» **Items from a dataset**
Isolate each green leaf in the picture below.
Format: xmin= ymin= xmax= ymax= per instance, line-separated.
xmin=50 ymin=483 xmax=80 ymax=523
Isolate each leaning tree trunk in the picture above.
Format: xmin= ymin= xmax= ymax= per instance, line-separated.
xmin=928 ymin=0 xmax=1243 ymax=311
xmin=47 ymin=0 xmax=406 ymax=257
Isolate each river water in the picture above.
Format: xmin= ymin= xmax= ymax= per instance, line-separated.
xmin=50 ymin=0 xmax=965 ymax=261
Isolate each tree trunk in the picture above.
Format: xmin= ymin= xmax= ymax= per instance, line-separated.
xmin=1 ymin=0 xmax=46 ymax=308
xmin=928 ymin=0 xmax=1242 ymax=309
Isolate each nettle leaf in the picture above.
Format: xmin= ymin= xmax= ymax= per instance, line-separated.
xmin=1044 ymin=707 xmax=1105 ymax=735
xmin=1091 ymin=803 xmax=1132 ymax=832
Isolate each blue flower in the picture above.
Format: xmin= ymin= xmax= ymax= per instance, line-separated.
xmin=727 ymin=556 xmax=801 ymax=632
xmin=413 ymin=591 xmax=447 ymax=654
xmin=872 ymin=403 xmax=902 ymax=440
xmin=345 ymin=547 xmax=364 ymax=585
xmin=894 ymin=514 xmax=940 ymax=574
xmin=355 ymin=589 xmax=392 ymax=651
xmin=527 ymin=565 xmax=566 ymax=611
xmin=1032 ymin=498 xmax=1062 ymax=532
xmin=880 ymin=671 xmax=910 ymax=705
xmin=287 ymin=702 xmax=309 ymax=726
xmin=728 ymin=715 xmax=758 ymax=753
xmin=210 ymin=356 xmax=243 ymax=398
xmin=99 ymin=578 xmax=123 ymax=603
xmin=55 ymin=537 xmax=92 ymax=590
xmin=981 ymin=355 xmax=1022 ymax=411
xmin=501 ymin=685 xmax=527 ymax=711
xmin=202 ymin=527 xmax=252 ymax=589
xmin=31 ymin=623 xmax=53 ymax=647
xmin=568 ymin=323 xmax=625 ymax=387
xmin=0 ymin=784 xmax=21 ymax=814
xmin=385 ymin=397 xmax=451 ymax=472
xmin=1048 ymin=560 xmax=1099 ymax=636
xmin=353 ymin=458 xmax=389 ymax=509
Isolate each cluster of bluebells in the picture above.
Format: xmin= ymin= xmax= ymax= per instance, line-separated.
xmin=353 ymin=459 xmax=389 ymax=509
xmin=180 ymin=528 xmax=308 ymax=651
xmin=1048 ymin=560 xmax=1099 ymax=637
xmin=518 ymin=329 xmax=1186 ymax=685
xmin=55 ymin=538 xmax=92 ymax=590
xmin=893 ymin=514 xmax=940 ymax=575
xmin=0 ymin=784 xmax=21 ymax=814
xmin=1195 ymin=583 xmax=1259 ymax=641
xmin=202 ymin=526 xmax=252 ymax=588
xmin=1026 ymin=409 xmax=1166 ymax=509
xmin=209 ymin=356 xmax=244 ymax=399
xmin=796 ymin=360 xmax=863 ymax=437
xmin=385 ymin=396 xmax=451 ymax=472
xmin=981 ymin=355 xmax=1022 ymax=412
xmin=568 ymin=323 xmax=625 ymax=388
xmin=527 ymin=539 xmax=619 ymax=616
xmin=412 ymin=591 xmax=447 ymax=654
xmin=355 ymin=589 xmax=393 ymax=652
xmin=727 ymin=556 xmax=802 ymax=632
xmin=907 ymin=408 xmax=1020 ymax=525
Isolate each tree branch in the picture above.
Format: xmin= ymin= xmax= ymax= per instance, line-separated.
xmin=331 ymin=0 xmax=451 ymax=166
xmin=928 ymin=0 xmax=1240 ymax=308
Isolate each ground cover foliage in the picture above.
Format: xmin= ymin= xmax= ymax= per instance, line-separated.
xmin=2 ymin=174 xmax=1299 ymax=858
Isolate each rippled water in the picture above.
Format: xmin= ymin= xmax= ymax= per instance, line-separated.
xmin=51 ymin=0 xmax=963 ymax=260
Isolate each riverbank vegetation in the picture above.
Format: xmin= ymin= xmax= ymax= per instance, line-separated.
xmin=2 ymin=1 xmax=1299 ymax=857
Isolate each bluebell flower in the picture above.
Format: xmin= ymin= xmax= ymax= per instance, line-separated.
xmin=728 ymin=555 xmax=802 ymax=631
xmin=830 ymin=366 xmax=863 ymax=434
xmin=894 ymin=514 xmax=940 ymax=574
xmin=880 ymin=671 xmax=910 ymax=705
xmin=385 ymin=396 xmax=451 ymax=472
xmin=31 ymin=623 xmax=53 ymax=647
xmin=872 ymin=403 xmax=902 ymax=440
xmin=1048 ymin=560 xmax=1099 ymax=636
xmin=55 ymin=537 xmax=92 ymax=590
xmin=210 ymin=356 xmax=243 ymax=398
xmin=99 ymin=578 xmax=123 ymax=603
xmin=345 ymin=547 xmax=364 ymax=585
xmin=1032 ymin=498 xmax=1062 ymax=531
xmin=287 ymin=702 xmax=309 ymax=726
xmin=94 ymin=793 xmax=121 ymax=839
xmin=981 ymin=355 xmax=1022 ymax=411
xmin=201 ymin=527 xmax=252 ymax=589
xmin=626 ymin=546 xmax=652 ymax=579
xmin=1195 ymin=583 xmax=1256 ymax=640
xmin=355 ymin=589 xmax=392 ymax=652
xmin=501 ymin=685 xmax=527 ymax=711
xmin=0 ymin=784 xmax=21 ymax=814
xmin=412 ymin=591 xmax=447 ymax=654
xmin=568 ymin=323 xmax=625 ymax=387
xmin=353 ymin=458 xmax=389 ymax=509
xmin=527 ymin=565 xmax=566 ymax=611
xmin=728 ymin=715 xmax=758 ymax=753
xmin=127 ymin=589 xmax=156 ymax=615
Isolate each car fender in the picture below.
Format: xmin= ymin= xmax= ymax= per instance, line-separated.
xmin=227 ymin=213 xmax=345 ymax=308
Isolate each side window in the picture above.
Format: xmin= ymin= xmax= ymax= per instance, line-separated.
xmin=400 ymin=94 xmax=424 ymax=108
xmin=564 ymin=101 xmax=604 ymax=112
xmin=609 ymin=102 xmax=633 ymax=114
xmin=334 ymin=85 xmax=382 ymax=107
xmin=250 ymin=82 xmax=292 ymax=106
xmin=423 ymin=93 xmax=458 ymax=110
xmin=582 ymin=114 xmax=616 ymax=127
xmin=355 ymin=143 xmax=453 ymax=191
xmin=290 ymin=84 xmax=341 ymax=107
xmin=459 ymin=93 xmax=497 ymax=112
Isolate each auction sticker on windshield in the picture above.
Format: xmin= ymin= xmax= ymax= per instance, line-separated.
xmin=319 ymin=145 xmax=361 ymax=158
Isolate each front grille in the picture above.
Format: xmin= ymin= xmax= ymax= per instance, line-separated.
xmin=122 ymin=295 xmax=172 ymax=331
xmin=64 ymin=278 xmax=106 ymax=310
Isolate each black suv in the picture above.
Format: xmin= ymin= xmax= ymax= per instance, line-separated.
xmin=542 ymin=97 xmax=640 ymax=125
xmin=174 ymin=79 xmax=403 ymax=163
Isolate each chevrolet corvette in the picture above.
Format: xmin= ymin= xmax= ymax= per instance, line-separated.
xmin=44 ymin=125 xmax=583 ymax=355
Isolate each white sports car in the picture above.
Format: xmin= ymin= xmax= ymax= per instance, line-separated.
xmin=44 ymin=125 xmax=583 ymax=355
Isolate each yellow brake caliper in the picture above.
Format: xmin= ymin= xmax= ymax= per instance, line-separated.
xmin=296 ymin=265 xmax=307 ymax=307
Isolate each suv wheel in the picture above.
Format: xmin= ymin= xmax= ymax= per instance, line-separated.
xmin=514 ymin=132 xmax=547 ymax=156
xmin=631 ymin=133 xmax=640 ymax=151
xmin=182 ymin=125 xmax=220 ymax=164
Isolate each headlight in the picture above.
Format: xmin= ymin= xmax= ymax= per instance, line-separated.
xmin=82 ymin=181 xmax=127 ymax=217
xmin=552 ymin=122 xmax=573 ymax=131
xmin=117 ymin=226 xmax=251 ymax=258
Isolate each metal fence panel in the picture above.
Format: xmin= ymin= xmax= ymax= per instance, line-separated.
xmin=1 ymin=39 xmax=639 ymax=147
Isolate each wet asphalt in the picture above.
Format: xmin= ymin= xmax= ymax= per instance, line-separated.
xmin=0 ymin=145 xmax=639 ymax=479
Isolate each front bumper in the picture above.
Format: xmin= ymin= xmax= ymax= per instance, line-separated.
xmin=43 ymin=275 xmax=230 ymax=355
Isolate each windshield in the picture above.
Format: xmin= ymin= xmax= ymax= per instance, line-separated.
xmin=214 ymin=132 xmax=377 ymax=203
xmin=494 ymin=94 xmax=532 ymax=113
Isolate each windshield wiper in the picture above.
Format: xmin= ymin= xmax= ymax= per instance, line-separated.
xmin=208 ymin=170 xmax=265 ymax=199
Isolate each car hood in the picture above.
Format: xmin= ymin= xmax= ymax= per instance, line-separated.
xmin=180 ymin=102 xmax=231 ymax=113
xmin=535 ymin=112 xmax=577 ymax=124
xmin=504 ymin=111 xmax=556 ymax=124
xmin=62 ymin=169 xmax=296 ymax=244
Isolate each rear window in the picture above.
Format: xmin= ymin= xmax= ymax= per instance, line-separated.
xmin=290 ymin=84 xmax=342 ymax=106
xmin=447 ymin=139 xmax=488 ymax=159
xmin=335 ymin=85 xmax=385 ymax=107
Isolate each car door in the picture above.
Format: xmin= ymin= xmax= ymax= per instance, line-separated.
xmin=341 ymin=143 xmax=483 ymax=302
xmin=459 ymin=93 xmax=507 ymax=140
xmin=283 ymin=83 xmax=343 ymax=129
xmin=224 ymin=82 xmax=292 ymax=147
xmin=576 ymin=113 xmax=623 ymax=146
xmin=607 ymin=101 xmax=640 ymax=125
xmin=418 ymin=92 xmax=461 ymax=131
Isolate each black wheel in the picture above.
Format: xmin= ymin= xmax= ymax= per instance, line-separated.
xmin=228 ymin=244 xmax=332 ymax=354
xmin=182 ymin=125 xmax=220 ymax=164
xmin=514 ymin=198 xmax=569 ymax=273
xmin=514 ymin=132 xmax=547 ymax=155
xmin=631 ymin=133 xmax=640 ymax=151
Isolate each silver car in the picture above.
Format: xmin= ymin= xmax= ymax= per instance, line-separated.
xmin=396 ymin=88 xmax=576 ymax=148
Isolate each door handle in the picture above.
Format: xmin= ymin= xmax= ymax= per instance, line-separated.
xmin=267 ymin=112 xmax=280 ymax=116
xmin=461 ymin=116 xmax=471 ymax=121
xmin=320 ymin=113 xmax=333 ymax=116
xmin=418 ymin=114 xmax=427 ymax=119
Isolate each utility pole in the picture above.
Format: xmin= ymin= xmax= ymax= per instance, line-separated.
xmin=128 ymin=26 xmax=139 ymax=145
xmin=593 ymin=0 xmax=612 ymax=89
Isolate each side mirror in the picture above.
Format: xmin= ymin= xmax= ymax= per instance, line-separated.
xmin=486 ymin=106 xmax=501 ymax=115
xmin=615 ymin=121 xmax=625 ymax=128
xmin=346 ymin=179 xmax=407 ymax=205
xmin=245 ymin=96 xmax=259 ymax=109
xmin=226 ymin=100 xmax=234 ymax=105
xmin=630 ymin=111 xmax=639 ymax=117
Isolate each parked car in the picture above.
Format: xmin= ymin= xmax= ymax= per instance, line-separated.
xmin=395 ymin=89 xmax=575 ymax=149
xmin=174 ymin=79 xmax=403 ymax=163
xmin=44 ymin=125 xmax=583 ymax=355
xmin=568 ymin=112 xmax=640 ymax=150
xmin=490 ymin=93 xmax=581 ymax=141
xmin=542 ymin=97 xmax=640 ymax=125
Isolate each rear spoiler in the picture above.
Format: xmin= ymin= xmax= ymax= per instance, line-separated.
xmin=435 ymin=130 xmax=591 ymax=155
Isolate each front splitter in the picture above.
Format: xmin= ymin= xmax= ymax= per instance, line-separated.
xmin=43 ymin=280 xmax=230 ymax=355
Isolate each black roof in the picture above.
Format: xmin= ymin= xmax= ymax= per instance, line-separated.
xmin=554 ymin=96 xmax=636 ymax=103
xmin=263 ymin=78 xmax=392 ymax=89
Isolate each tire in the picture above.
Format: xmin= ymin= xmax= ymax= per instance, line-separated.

» **Required work**
Your task is to retype the entries verbatim, starting with the line that holds "Isolate each windshield wiper" and stopping after the line that holds "Isolate each car door in the picture above.".

» **Result for this task**
Isolate each windshield wiper in the picture above.
Format: xmin= ymin= xmax= ymax= per instance, line-separated.
xmin=208 ymin=170 xmax=265 ymax=199
Isolate each car hood in the picture above.
Format: xmin= ymin= xmax= ymax= per instance, line-separated.
xmin=180 ymin=102 xmax=231 ymax=113
xmin=535 ymin=112 xmax=577 ymax=124
xmin=504 ymin=111 xmax=556 ymax=124
xmin=62 ymin=169 xmax=296 ymax=244
Isolate each rear window in the picture above.
Format: xmin= ymin= xmax= ymax= per instance, line-separated.
xmin=290 ymin=84 xmax=342 ymax=106
xmin=447 ymin=139 xmax=488 ymax=159
xmin=335 ymin=85 xmax=385 ymax=107
Isolate each car door in the picture above.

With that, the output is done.